[Records of labeled points]
begin

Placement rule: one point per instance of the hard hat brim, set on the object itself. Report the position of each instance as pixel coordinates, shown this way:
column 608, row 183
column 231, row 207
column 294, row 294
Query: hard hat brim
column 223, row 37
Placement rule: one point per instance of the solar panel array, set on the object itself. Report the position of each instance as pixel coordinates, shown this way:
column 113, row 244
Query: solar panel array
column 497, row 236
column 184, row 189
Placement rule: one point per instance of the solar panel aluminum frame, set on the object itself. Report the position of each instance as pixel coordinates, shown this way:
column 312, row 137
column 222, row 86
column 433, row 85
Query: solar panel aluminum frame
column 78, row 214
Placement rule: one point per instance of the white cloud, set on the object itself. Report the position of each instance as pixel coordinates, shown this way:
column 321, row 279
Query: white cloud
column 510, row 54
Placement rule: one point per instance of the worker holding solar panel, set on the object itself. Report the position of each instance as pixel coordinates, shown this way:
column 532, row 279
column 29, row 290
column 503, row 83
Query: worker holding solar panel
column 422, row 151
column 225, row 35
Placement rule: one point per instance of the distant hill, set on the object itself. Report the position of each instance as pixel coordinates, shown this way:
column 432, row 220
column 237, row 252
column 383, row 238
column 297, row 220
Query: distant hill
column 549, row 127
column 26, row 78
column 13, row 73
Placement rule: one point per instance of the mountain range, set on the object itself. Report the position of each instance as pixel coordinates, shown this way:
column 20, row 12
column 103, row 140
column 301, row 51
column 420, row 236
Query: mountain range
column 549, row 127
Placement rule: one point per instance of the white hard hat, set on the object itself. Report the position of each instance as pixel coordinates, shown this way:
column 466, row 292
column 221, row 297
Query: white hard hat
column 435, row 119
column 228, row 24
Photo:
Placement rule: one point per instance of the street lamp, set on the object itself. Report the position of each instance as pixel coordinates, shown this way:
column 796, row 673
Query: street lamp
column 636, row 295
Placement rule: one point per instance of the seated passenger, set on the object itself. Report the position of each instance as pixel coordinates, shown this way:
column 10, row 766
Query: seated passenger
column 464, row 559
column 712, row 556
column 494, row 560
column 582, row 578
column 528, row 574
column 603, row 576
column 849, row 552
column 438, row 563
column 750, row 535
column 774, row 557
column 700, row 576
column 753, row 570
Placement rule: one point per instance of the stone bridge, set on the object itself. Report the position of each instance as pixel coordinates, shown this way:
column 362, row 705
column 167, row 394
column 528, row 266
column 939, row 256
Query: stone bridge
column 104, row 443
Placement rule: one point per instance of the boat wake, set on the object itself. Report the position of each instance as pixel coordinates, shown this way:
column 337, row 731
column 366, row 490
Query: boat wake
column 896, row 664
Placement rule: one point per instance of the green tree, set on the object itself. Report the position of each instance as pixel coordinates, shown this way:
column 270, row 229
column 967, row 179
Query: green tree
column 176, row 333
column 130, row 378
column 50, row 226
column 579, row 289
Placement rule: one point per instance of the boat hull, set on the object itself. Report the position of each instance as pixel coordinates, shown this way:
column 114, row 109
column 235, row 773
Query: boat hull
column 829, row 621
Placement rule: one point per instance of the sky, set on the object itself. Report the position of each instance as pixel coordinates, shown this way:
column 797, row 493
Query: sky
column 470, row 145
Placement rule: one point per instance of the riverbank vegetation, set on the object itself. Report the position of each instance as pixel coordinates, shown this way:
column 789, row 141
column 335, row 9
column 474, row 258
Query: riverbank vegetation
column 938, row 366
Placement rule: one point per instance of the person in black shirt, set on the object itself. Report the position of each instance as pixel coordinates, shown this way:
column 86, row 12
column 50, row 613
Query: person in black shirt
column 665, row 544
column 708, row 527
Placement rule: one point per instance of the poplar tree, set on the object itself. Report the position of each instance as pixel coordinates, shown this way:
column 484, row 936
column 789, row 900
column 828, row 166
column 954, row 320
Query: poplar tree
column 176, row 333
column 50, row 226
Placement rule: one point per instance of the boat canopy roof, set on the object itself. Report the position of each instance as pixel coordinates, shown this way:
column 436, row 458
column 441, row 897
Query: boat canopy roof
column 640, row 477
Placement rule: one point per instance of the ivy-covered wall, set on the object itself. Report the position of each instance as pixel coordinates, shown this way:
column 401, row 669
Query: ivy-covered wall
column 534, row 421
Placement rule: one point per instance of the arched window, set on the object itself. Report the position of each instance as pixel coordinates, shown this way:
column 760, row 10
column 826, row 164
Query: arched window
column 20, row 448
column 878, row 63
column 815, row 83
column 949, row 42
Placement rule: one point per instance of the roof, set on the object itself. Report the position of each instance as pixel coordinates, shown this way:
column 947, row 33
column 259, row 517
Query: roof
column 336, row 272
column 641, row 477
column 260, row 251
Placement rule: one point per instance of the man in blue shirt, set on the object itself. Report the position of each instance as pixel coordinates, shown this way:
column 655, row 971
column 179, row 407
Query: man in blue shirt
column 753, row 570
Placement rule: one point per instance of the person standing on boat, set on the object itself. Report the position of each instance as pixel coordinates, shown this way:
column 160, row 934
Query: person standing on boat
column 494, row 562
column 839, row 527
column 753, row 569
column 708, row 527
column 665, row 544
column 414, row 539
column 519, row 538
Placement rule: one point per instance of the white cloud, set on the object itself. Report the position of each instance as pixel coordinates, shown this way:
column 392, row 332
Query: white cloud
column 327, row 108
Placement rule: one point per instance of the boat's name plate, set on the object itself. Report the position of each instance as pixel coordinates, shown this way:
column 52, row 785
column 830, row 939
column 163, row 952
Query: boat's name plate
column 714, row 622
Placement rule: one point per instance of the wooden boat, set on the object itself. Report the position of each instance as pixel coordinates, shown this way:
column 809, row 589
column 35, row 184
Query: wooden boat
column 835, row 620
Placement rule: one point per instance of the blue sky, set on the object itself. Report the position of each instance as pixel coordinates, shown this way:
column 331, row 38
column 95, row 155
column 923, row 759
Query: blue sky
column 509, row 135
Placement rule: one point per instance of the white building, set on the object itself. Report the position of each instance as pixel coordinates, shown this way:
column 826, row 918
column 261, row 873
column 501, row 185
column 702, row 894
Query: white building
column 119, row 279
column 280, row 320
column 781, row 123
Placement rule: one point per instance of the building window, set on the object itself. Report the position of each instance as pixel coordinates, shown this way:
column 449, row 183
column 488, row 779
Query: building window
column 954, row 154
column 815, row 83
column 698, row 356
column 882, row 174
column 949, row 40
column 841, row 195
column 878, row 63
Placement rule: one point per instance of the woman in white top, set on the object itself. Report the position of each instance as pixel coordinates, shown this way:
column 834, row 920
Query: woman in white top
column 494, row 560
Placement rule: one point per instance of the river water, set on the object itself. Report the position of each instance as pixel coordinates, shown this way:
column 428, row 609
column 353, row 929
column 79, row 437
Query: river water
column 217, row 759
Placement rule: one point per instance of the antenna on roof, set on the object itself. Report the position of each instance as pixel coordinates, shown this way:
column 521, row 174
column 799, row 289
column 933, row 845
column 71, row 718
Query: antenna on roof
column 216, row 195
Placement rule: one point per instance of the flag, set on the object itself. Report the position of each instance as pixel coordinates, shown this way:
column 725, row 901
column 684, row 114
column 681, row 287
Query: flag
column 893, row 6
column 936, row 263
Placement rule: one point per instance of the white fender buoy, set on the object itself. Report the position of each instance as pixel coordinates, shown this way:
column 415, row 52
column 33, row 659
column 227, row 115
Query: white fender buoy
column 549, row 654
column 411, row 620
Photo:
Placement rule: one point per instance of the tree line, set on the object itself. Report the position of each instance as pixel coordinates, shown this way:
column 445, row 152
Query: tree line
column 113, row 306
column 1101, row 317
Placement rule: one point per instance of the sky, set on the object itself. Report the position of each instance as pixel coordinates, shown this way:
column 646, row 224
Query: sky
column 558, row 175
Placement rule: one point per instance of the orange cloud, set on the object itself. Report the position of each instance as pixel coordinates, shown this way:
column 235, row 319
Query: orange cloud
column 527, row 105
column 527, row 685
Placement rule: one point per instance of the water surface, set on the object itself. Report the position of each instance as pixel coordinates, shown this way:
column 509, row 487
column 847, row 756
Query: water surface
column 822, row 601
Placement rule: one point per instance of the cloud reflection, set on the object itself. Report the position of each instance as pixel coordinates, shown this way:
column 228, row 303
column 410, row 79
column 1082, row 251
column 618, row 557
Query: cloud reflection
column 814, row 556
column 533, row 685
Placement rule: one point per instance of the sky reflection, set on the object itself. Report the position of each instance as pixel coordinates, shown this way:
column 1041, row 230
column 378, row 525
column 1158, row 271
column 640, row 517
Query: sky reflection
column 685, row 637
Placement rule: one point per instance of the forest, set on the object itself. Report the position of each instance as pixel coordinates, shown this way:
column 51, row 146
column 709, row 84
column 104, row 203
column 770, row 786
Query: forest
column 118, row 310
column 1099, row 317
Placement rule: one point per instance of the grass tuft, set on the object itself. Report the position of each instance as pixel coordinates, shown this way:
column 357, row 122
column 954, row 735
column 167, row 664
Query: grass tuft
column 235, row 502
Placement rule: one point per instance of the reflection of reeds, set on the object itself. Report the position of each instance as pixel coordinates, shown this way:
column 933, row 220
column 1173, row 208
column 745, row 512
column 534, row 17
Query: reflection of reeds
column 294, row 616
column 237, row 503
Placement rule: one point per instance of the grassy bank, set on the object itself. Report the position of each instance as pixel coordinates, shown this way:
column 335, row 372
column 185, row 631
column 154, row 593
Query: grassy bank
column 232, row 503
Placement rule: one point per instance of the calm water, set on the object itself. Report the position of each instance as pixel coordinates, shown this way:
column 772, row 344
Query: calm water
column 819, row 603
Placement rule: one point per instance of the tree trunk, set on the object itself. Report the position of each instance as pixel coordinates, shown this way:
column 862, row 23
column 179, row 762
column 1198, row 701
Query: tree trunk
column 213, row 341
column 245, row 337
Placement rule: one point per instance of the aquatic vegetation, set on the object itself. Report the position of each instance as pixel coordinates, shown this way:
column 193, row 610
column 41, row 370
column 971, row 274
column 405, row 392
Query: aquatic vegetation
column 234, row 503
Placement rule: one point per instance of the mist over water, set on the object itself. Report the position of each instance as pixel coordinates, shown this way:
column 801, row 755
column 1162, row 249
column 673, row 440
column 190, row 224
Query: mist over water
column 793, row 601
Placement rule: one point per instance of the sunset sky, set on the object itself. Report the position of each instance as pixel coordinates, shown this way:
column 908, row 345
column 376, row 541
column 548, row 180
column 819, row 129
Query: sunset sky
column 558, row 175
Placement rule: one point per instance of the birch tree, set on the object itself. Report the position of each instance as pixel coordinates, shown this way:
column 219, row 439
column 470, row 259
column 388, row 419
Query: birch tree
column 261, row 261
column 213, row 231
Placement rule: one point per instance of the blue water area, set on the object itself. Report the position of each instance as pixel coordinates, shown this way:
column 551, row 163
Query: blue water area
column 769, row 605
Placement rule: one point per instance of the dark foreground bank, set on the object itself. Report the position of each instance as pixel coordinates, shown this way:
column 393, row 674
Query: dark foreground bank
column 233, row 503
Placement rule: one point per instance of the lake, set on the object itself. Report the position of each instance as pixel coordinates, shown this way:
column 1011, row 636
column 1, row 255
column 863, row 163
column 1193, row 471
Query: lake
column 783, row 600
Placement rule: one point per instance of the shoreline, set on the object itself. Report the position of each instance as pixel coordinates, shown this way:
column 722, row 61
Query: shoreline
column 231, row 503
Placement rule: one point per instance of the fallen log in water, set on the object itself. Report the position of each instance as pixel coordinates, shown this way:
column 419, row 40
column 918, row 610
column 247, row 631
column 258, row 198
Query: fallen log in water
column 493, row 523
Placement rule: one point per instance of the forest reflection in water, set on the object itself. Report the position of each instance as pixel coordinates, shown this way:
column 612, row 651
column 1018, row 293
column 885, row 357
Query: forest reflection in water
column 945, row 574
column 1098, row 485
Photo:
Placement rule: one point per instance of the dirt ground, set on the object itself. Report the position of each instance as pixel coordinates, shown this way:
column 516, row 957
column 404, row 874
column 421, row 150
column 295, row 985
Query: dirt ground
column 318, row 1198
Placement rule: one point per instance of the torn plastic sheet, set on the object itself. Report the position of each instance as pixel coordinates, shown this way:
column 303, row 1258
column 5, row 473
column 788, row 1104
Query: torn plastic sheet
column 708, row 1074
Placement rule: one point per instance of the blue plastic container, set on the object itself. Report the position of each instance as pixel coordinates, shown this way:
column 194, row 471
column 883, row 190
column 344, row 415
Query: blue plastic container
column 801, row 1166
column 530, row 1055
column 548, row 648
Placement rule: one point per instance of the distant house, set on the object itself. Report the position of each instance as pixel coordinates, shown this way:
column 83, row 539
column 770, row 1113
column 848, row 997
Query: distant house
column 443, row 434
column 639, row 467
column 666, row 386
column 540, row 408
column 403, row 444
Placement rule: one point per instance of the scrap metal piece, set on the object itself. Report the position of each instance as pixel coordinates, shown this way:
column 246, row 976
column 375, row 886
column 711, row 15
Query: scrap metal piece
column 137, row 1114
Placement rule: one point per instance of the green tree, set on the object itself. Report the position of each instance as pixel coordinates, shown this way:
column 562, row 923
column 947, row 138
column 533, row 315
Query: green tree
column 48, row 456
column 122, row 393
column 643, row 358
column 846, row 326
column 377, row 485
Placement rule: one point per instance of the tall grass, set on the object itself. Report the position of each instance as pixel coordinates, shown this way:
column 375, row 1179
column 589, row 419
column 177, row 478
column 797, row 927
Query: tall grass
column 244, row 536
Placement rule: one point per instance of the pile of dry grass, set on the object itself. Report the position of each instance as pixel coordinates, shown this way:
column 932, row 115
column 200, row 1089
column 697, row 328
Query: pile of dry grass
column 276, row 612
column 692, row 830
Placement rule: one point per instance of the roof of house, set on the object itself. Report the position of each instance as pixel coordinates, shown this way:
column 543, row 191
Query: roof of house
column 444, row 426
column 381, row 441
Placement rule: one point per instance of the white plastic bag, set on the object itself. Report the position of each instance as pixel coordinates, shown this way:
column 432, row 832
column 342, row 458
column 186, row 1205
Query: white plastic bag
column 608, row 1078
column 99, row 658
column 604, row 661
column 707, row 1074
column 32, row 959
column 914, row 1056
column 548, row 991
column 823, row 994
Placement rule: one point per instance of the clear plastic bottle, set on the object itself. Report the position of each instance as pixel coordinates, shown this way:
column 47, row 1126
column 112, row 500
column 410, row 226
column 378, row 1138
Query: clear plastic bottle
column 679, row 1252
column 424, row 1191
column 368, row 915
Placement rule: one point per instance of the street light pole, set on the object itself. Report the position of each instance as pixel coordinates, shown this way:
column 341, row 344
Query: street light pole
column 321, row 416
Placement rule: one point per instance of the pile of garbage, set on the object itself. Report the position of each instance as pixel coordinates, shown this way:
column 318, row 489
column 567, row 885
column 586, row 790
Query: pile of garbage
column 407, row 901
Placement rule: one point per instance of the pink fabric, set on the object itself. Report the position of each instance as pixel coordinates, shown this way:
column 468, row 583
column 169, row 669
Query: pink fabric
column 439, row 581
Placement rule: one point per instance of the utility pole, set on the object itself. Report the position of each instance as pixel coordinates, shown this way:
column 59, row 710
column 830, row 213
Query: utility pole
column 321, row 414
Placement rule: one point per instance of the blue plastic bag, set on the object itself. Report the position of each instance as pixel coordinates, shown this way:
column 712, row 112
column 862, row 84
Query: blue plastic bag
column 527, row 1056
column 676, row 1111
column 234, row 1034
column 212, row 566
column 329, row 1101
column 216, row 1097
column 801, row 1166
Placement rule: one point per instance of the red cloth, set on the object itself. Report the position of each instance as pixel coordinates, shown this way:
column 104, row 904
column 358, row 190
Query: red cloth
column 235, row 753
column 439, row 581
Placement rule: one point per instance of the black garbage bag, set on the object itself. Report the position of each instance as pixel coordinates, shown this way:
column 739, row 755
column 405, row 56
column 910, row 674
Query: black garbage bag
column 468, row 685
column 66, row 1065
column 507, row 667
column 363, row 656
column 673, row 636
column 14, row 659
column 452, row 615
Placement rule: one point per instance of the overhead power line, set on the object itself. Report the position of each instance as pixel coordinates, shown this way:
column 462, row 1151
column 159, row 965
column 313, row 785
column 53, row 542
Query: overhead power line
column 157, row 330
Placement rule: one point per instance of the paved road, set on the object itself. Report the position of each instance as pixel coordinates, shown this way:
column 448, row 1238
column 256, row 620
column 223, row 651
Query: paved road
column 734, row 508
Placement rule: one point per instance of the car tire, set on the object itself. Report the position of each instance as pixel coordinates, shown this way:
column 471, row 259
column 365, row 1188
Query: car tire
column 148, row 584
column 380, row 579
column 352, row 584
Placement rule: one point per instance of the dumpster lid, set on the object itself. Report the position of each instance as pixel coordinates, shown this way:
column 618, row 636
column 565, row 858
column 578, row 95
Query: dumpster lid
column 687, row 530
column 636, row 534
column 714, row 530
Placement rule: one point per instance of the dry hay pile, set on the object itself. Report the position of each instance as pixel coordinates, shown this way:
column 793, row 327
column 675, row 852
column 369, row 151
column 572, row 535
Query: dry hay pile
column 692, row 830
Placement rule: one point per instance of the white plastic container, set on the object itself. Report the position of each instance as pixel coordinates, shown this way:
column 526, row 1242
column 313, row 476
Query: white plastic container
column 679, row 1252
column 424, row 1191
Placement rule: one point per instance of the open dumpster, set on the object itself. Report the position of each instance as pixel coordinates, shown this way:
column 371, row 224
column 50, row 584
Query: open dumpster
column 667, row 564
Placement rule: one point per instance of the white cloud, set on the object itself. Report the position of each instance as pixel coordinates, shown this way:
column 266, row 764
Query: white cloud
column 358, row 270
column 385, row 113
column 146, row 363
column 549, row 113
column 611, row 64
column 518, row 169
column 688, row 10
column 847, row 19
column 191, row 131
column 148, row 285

end

# [TASK REQUIREMENTS]
Render the part of the items that opens with the line containing "Placement rule: one point per instance of the woman" and closes with the line containing "column 936, row 263" as a Markdown table with the columns Row and Text. Put a row number and one line in each table row, and skip blank lines.

# [EXERCISE RESULT]
| Row | Text |
|---|---|
| 1 | Placement rule: one point per instance of the woman in white top, set on the object itself. Report the position of each instance as pixel coordinates, shown this way: |
| 2 | column 834, row 920 |
| 3 | Query: woman in white top |
| 4 | column 494, row 560 |
| 5 | Placement rule: one point per instance of the river water, set on the object itself. Report the position of each instance as pixel coordinates, shown this way: |
| 6 | column 428, row 609 |
| 7 | column 353, row 929 |
| 8 | column 79, row 437 |
| 9 | Query: river water |
| 10 | column 217, row 759 |
| 11 | Placement rule: one point per instance of the antenna on roof, set on the object itself. Report the position of each instance as pixel coordinates, shown this way: |
| 12 | column 521, row 174 |
| 13 | column 799, row 289 |
| 14 | column 933, row 845 |
| 15 | column 71, row 718 |
| 16 | Query: antenna on roof |
| 17 | column 216, row 195 |
| 18 | Placement rule: one point per instance of the flag, set on the object itself. Report the position of each instance as pixel coordinates, shown this way: |
| 19 | column 725, row 901 |
| 20 | column 684, row 114 |
| 21 | column 681, row 287 |
| 22 | Query: flag |
| 23 | column 893, row 6 |
| 24 | column 936, row 263 |